_Stated goal_.
Write out again the records starting with the line containing "Pick out the white cloud" and going on through the end of the records, requests included. Multiply every coordinate in the answers by 0.7, rounding each result to a whole number with halves going up.

(Excerpts of pointing data)
__________

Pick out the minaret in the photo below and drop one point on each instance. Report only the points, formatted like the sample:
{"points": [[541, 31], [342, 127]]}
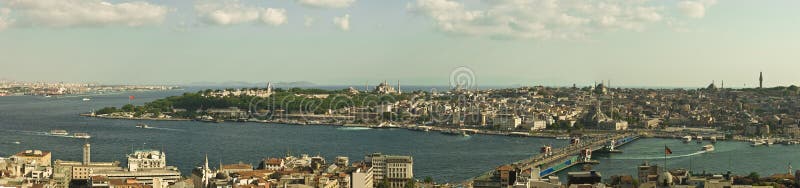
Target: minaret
{"points": [[206, 173], [87, 153], [398, 88]]}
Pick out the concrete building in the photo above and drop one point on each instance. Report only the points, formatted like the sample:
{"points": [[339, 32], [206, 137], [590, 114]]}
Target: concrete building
{"points": [[395, 170]]}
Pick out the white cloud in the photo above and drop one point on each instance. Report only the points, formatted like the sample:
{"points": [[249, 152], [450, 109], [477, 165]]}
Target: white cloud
{"points": [[326, 3], [343, 22], [540, 19], [233, 12], [5, 21], [68, 13], [274, 17], [308, 21], [695, 8]]}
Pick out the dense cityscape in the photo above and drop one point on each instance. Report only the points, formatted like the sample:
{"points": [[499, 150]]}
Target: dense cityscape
{"points": [[598, 118], [399, 94]]}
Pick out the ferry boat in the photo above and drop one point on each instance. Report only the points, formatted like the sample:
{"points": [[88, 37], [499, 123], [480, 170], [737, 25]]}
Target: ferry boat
{"points": [[59, 132], [757, 143], [82, 135], [142, 125], [708, 148]]}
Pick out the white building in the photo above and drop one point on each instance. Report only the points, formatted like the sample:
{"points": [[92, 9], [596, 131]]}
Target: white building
{"points": [[396, 170]]}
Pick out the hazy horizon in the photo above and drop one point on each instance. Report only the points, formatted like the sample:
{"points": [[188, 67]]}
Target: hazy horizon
{"points": [[685, 43]]}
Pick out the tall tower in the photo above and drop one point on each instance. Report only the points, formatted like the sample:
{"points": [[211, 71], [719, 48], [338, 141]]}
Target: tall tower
{"points": [[87, 151], [398, 88]]}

__________

_Result for this exercise_.
Pick out the white cloud in the photo above and drop one point on each instance. Report only the points, formatted like the sample:
{"points": [[249, 152], [450, 109], [477, 165]]}
Target: white cloud
{"points": [[228, 2], [240, 15], [378, 13], [163, 8], [4, 15], [48, 9], [192, 12], [216, 15], [487, 6]]}
Pick out the dense cityscape in the photo above and drop one point on each instance. Report only the points, formatted like the sample:
{"points": [[499, 150]]}
Target: dense cityscape
{"points": [[419, 83], [279, 66]]}
Pick out the ferry boat in the photo above and drop one point on each instance. Report only the points, formatted like the sample:
{"points": [[88, 37], [499, 123], [480, 170], [737, 25]]}
Target: ferry boat
{"points": [[41, 92], [530, 100], [57, 95], [99, 88], [496, 104]]}
Pick out the white building in the photo above and drop one point on each instance. Report only the points, formatted like the sample:
{"points": [[92, 9], [596, 131]]}
Target: white building
{"points": [[277, 119]]}
Pick out the hazy horizon in the photo above and drop one point on each instance. Report only the points, formatted like the sample:
{"points": [[188, 67]]}
Target: hazy horizon
{"points": [[480, 30]]}
Pick out the tall tower in the photo above and drop one point on each instance. Report only the points, formatted like the sample:
{"points": [[211, 71], [719, 48], [338, 141]]}
Target: tall tower
{"points": [[61, 106], [279, 62]]}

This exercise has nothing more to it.